• _Task directions_:
It is required that all of the data be written out exactly.

+--

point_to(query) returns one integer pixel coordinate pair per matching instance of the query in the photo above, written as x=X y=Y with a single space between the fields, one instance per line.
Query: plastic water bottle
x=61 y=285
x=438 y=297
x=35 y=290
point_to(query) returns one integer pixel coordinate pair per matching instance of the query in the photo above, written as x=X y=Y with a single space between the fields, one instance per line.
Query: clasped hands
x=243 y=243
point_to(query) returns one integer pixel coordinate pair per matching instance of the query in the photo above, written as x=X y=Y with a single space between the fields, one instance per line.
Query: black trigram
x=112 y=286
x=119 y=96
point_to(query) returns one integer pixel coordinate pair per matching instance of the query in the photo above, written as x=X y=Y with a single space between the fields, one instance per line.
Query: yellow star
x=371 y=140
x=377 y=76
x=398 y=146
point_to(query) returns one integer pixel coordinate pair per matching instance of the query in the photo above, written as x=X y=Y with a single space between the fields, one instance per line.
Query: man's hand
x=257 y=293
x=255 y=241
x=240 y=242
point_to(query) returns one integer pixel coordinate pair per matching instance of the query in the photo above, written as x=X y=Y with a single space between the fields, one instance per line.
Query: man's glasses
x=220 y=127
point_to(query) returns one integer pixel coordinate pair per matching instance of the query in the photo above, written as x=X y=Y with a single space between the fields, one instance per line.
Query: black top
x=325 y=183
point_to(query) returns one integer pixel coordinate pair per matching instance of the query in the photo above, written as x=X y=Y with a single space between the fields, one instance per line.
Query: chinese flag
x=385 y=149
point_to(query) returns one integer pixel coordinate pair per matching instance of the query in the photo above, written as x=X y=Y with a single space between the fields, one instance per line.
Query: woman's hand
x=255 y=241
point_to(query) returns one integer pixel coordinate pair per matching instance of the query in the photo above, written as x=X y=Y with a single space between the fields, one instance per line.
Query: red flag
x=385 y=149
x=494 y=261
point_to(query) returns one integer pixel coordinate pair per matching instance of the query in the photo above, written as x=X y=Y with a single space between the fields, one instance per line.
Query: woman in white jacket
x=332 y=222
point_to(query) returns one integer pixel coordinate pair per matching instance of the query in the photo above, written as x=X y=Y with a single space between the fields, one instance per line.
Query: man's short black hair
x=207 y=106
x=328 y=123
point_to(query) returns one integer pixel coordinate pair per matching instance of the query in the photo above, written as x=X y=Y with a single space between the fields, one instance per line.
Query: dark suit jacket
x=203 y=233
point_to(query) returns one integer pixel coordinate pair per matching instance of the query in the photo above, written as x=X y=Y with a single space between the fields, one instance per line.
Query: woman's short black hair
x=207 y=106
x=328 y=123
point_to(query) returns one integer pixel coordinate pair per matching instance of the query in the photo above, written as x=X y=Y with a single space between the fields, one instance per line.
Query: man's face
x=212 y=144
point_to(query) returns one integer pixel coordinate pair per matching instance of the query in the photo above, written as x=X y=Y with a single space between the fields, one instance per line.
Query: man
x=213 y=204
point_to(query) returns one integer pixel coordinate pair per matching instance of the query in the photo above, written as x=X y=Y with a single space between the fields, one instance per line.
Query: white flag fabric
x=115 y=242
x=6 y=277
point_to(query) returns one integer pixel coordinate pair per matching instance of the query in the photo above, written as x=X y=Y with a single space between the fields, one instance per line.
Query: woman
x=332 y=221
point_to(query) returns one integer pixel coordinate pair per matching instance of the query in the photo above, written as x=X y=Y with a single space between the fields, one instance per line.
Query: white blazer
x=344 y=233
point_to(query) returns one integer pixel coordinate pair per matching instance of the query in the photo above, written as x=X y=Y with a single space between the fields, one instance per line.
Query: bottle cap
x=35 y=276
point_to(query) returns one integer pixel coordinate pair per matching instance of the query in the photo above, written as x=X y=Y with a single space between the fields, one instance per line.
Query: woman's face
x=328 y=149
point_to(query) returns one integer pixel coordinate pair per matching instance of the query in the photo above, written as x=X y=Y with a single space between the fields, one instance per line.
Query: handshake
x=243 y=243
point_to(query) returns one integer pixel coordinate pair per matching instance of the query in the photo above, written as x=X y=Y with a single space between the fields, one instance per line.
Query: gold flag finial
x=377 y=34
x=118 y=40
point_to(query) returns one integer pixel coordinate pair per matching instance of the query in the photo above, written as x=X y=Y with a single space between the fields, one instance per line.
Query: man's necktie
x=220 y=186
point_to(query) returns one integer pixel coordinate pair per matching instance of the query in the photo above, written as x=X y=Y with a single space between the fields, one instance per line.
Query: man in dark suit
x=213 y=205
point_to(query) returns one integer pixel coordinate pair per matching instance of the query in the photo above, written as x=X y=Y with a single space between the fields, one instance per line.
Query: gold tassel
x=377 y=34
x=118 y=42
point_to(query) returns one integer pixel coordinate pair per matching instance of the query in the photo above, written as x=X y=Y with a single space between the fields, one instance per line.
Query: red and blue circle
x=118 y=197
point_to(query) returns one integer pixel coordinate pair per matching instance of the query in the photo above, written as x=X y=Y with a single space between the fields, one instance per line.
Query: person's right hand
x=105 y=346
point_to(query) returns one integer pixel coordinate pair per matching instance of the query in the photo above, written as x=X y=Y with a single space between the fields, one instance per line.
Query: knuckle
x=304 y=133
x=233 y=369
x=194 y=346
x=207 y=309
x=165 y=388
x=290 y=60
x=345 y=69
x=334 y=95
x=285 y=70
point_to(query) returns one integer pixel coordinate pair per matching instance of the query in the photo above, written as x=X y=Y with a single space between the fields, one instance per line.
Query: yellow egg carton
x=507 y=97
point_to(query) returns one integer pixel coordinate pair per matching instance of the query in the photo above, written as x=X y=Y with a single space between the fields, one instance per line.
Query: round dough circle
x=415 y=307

+--

• _Expected answer_:
point_to(query) returns one integer pixel coordinate pair per matching instance of the query in the photo above, written as x=X y=Y with a single space between the fields, one instance per line.
Query: plastic water bottle
x=61 y=285
x=438 y=297
x=35 y=290
point_to(query) returns one integer pixel coordinate pair per matching instance of the query in the photo above, written as x=X y=Y with a single space between the fields, one instance per line.
Query: clasped hands
x=243 y=243
point_to(query) returns one integer pixel coordinate pair per matching instance of the query in the photo above, written as x=X y=Y with a single space between the fields, one instance per line.
Query: black trigram
x=112 y=286
x=119 y=96
point_to(query) returns one integer pixel coordinate pair per matching instance of the query in the photo above, written as x=X y=Y with a single space between the fields, one instance per line.
Query: yellow star
x=371 y=140
x=377 y=76
x=398 y=146
point_to(query) returns one integer pixel coordinate pair per matching instance of the query in the photo above, written as x=X y=Y with a single space between the fields, one instance per line.
Query: man's hand
x=257 y=293
x=255 y=241
x=240 y=242
point_to(query) returns one integer pixel coordinate pair per matching instance of the query in the photo above, written as x=X y=Y with a single space between the fields, one instance per line.
Query: man's glasses
x=220 y=127
point_to(query) returns one integer pixel coordinate pair per matching instance of the query in the photo above, written as x=X y=Y with a single space between the fields, one instance per line.
Query: black top
x=325 y=183
point_to(query) returns one integer pixel coordinate pair per matching instance of the query in the photo above, written as x=X y=Y with a single space between the fields, one instance per line.
Query: chinese flag
x=385 y=149
point_to(query) returns one integer pixel coordinate pair per matching instance of the query in the photo above, written as x=X y=Y with a single space between the fields, one instance per line.
Query: woman's hand
x=255 y=241
point_to(query) returns one integer pixel coordinate pair per matching instance of the query in the photo above, written as x=X y=Y with a single space between the fields, one instance per line.
Query: red flag
x=385 y=149
x=494 y=261
point_to(query) returns one integer pixel coordinate pair per matching instance of the query in the photo above, written as x=X y=Y with a single space between the fields, one instance per line.
Query: woman in white jacket
x=332 y=222
point_to(query) returns one integer pixel coordinate pair per matching instance of the query in the photo above, written as x=X y=Y with a single space between the fields, one instance per line.
Query: man's short black hair
x=207 y=106
x=328 y=123
point_to(query) returns one integer pixel coordinate pair per matching instance of the query in the photo above, written as x=X y=Y with a single space between the fields, one instance per line.
Query: dark suit jacket
x=203 y=233
point_to(query) returns one integer pixel coordinate pair per matching instance of the query in the photo above, written as x=X y=Y with a single space between the fields, one instance per line.
Query: woman's short black hair
x=207 y=106
x=328 y=123
point_to(query) returns one integer pixel coordinate pair per matching instance of the query in the photo above, written as x=X y=Y with a single space between the fields, one instance per line.
Query: man's face
x=212 y=144
point_to(query) returns one integer pixel coordinate pair per matching instance of the query in the photo above, written as x=X y=Y with a single space between the fields, one instance per line.
Query: man
x=213 y=204
point_to(query) returns one integer pixel coordinate pair per matching instance of the query in the photo above, written as x=X y=Y with a single space between the fields, one instance per line.
Query: white flag fabric
x=115 y=242
x=6 y=277
point_to(query) returns one integer pixel coordinate pair per matching instance of the query in the photo above, written as x=X y=Y with a single space between the fields, one instance per line.
Query: woman
x=332 y=221
point_to(query) returns one integer pixel coordinate pair per matching instance of the query in the photo above, written as x=X y=Y with a single space between the fields, one instance per line.
Query: white blazer
x=344 y=233
point_to(query) returns one integer pixel coordinate pair per matching instance of the query in the photo above, written as x=X y=Y with a single space between the fields, one instance per line.
Query: bottle cap
x=35 y=276
point_to(query) returns one integer pixel coordinate pair per matching instance of the query in the photo above, written as x=X y=Y with a single space between the fields, one instance per line.
Query: woman's face
x=328 y=149
point_to(query) returns one integer pixel coordinate pair per matching instance of the query in the photo above, written as x=X y=Y with a single space between the fields, one instance per line.
Query: handshake
x=243 y=243
point_to(query) returns one integer pixel coordinate pair per matching instance of the query in the photo above, written as x=X y=Y with a single space between the fields, one instance per line.
Query: gold flag finial
x=377 y=34
x=118 y=40
point_to(query) returns one integer pixel coordinate pair per matching instance of the query in the photo above, written as x=X y=Y with a single space between the fields, one instance per line.
Query: man's necktie
x=220 y=186
point_to(query) returns one integer pixel coordinate pair per matching instance of the query in the photo above, written as x=X y=Y with a single space between the fields, one instance per line.
Query: man in dark suit
x=213 y=205
point_to(query) returns one integer pixel coordinate pair per matching instance of the query in the photo above, written as x=X y=Y with a single space between the fields, one instance per line.
Query: gold tassel
x=377 y=34
x=118 y=42
point_to(query) returns one integer pixel coordinate pair per matching instance of the query in the photo above, written as x=X y=Y with a single space between the fields, one instance per line.
Query: red and blue circle
x=118 y=197
point_to(query) returns one integer pixel coordinate pair per matching instance of the query in the photo above, written as x=X y=Y with a single space between the fields, one instance per line.
Query: person's right hand
x=105 y=346
point_to(query) returns one integer pixel coordinate pair per matching instance of the query in the photo above, written as x=X y=Y with a single space between the fields, one instance per line.
Query: knuckle
x=304 y=133
x=233 y=369
x=194 y=346
x=207 y=309
x=165 y=388
x=290 y=60
x=345 y=69
x=334 y=95
x=285 y=70
point_to(query) returns one integer pixel coordinate pair per matching instance of the query in the photo above, written as x=X y=Y with a single space between the fields, one instance per line.
Query: yellow egg carton
x=507 y=97
point_to(query) returns one integer pixel coordinate pair per matching instance of the query in the photo above, written as x=X y=Y with a single space between the fields, one instance per line.
Query: round dough circle
x=415 y=307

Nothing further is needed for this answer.